| Object pointing dataset rows |
____
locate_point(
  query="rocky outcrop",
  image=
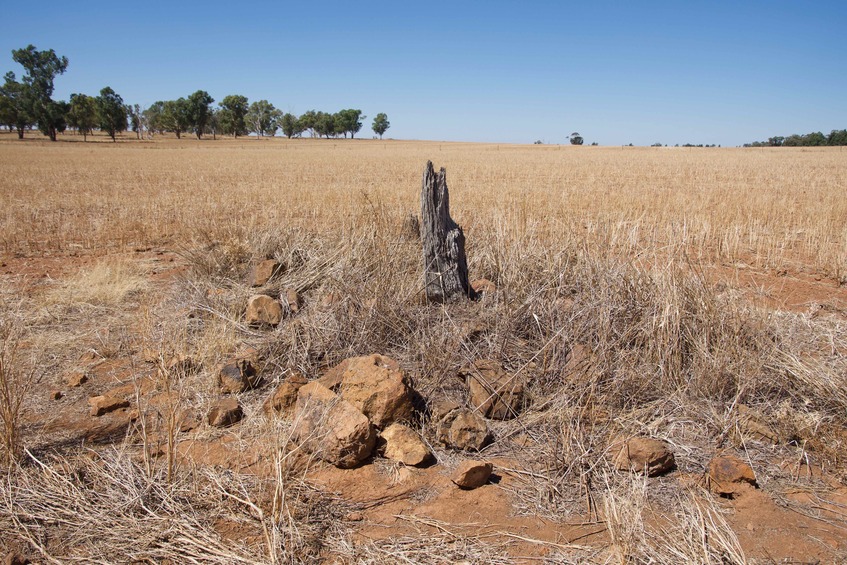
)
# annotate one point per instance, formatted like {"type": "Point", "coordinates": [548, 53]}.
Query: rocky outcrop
{"type": "Point", "coordinates": [375, 385]}
{"type": "Point", "coordinates": [225, 412]}
{"type": "Point", "coordinates": [104, 404]}
{"type": "Point", "coordinates": [728, 475]}
{"type": "Point", "coordinates": [237, 376]}
{"type": "Point", "coordinates": [263, 310]}
{"type": "Point", "coordinates": [263, 272]}
{"type": "Point", "coordinates": [493, 392]}
{"type": "Point", "coordinates": [643, 455]}
{"type": "Point", "coordinates": [331, 428]}
{"type": "Point", "coordinates": [464, 429]}
{"type": "Point", "coordinates": [472, 474]}
{"type": "Point", "coordinates": [284, 398]}
{"type": "Point", "coordinates": [400, 443]}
____
| Exercise aim |
Substitute "rock formation" for every "rocky outcrop" in these lines, keep everything else the same, and leave out the pictures.

| Reply to the exercise |
locate_point(
  query="rock formation",
  image=
)
# annotate one point per instance, formatted like {"type": "Point", "coordinates": [548, 53]}.
Query: rock formation
{"type": "Point", "coordinates": [375, 385]}
{"type": "Point", "coordinates": [225, 412]}
{"type": "Point", "coordinates": [104, 404]}
{"type": "Point", "coordinates": [728, 475]}
{"type": "Point", "coordinates": [237, 376]}
{"type": "Point", "coordinates": [263, 310]}
{"type": "Point", "coordinates": [263, 272]}
{"type": "Point", "coordinates": [493, 392]}
{"type": "Point", "coordinates": [643, 455]}
{"type": "Point", "coordinates": [331, 428]}
{"type": "Point", "coordinates": [464, 429]}
{"type": "Point", "coordinates": [472, 474]}
{"type": "Point", "coordinates": [284, 398]}
{"type": "Point", "coordinates": [400, 443]}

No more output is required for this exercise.